### [TEXT EXTRACT]
------------------------------------------------
Well, that's the lot for this week's edition of Scatter.  Have fun today!

Thursday, July 28, 2016

One Shot: Embroidered Muslin Caracao and Petticoat 1790-1800

    As the 18th century was drawing to its close, and revolution was aboil in numerous places the desire for greater simplicity of dress, especially among the well to do grew apace.  Partly due as well to the interest in the Arcadian ideals presented through various important philosophers like Voltaire a Rousseau, and the growing interest in the simpler lifestyle of the English country life, clothing like this ensemble became very popular.
    Queen Marie Antoinette was one of the early and vigorous proponents of this sort of dress.  What is interesting and sad is that she was vilified for wearing such simple clothing,  because people claimed she was trying to destroy French luxury industries.  What makes it tragically sad is that this same manner of dress was then co-opted by the very folk who derided her choices, and it became the ideal of dress for right thinking democracy approving French folk. Marie had thought she was doing a good thing, simplifying her clothing, but yet again she misread the people, who were determined to oust her, no matter what.
    So, what we have is a style of dress that both helped to destroy the old guard, and begin the new.
    But on to discussing the garments themselves.
    Made entirely of white cotton muslin of exceedingly fine weave this is a caracao style jacket with a matching underskirt.  The embroidery is simple, naturalistic and direct.  Gone are the spangles,  paste stones and metallic threads that typified decorative detail just a few years earlier.  The only other decoration aside from the simple floral embroidery is the openwork at the hem of the skirt.
    The skirt is referred to as an underskirt, but it was entirely acceptable is casual dress to wear it without an over gown.  Also this entire ensemble probably weighs only a few ounces. You can clearly see in the detail images tow things, one is how incredibly fine the muslin is, and also how much it was stressed during its worn life throughout the bodice area.
 
     Such lightweight clothing must have been a huge relief after the massive and heavy apparel of the rest of the century.  It was, of itself a revolution, so I suppose it was inevitable that the people desirous of social change would take it to themselves with such force.

Tuesday, July 26, 2016

What Are We About?
------------------------------------------------
### [STORED ROWS]

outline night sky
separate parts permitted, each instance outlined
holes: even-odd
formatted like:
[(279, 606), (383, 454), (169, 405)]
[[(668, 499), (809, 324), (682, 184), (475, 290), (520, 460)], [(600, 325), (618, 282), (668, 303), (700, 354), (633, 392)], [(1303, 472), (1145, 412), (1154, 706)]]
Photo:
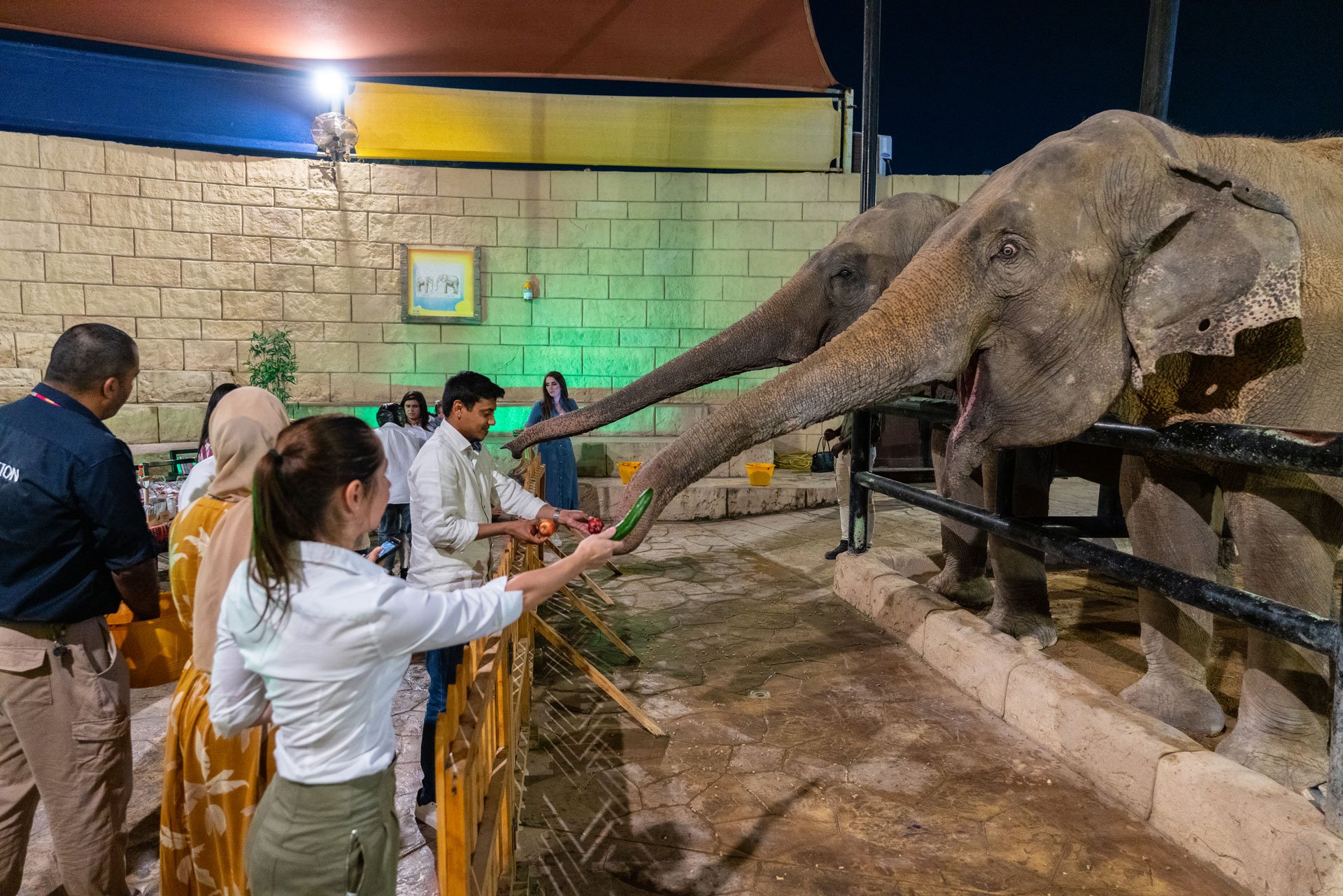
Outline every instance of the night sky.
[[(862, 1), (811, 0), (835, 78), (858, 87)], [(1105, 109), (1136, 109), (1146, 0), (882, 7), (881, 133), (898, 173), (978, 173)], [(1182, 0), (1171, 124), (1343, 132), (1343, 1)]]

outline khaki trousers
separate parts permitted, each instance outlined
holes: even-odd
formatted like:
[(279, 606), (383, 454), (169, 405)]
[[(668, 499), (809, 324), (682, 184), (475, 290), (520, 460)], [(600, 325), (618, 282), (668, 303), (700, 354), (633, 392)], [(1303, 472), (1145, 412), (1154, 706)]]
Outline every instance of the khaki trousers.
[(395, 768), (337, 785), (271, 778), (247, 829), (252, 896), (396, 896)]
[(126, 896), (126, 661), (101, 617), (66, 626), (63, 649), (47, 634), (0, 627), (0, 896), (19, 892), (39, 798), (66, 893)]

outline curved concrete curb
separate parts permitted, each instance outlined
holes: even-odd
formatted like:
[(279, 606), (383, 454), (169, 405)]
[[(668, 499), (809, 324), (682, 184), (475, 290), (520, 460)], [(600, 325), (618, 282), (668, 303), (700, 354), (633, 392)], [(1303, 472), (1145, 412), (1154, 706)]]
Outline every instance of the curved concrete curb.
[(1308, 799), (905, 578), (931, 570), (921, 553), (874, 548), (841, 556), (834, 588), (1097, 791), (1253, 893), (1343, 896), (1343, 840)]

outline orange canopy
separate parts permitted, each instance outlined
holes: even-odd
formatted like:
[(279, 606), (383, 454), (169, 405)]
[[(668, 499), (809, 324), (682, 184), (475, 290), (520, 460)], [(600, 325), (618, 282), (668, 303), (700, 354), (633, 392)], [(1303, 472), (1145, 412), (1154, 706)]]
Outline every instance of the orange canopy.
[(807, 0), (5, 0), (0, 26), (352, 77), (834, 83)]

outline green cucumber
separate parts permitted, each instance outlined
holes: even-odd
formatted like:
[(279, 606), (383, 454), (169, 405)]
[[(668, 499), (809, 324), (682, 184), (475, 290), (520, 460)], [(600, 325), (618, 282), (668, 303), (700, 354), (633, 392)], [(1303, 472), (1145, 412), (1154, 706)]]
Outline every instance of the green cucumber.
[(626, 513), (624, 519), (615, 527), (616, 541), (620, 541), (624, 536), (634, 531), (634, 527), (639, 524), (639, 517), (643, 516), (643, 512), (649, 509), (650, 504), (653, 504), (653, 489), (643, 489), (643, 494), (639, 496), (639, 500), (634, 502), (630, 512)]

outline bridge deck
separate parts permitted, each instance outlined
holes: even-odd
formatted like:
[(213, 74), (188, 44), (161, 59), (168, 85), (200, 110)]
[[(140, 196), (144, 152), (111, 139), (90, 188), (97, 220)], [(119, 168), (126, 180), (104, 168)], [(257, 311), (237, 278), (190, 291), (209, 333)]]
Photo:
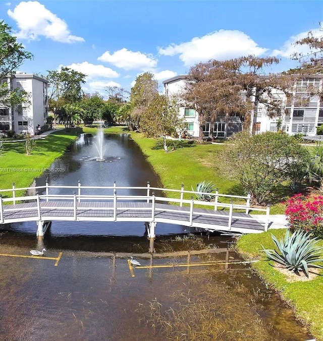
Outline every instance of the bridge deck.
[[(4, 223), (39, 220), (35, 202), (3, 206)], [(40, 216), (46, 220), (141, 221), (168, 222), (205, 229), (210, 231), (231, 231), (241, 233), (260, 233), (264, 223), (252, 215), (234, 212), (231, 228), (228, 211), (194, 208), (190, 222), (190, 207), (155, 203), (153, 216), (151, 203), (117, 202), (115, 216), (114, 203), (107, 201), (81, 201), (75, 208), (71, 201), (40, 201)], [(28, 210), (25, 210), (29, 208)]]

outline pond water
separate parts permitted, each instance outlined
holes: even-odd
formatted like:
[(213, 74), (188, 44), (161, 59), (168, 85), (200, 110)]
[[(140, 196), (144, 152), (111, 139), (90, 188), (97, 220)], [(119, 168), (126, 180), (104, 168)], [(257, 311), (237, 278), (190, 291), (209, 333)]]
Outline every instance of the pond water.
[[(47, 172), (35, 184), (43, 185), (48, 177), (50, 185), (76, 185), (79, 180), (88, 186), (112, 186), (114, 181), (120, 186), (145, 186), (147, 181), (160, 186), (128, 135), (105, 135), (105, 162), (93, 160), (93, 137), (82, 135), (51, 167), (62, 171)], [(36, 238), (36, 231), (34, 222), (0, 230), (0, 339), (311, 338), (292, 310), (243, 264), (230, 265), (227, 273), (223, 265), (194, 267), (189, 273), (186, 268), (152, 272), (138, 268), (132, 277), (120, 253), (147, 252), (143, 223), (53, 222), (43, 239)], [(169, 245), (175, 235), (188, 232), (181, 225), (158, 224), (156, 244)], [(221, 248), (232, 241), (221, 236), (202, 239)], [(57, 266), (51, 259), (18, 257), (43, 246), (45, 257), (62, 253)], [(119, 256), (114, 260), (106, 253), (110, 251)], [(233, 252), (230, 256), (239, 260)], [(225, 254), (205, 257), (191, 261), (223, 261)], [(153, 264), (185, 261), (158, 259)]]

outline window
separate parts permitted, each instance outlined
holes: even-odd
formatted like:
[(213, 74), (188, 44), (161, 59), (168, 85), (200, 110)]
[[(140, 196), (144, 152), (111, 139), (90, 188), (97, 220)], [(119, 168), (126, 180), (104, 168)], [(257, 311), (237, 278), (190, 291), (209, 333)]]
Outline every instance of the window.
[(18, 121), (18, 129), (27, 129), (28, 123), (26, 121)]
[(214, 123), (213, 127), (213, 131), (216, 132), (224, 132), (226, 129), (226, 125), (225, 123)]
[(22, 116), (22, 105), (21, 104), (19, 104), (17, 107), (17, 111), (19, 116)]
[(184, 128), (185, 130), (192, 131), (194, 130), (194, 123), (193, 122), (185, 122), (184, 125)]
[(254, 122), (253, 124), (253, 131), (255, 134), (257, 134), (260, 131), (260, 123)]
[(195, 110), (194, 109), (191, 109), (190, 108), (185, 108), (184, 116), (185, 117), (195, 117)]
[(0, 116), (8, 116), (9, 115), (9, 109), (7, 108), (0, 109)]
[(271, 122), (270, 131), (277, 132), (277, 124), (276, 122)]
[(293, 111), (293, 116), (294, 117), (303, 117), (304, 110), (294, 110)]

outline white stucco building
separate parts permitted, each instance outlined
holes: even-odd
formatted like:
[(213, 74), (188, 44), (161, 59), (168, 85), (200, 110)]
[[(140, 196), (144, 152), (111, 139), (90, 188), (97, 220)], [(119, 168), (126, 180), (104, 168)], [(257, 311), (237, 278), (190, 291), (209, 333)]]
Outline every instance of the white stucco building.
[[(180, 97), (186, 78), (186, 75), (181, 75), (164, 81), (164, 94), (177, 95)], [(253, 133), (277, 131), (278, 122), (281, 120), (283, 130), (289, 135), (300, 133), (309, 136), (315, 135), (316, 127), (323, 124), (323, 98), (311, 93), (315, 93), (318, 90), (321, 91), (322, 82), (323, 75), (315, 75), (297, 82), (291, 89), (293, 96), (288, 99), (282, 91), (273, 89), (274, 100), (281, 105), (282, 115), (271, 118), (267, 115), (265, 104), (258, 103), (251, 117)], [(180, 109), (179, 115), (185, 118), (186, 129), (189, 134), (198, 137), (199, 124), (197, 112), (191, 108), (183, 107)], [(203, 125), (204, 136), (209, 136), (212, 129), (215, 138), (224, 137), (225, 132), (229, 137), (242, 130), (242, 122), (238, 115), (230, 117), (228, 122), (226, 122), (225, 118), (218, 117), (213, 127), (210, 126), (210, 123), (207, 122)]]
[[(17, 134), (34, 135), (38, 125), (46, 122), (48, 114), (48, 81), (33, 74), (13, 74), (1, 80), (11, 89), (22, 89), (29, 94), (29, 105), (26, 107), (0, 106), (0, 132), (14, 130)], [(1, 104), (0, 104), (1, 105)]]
------------------------------------------------
### [GOAL]
Using the post about the embroidered muslin caracao and petticoat, say whether each statement agrees with it, answering yes or no and quoting the deciding words: (a) The ensemble is made of white silk. (b) Marie Antoinette was attacked for wearing simple clothing. (c) The skirt has openwork at its hem.

### [WRITTEN SOLUTION]
(a) No: "Made entirely of white cotton muslin of exceedingly fine weave"
(b) Yes: "she was vilified for wearing such simple clothing"
(c) Yes: "the openwork at the hem of the skirt"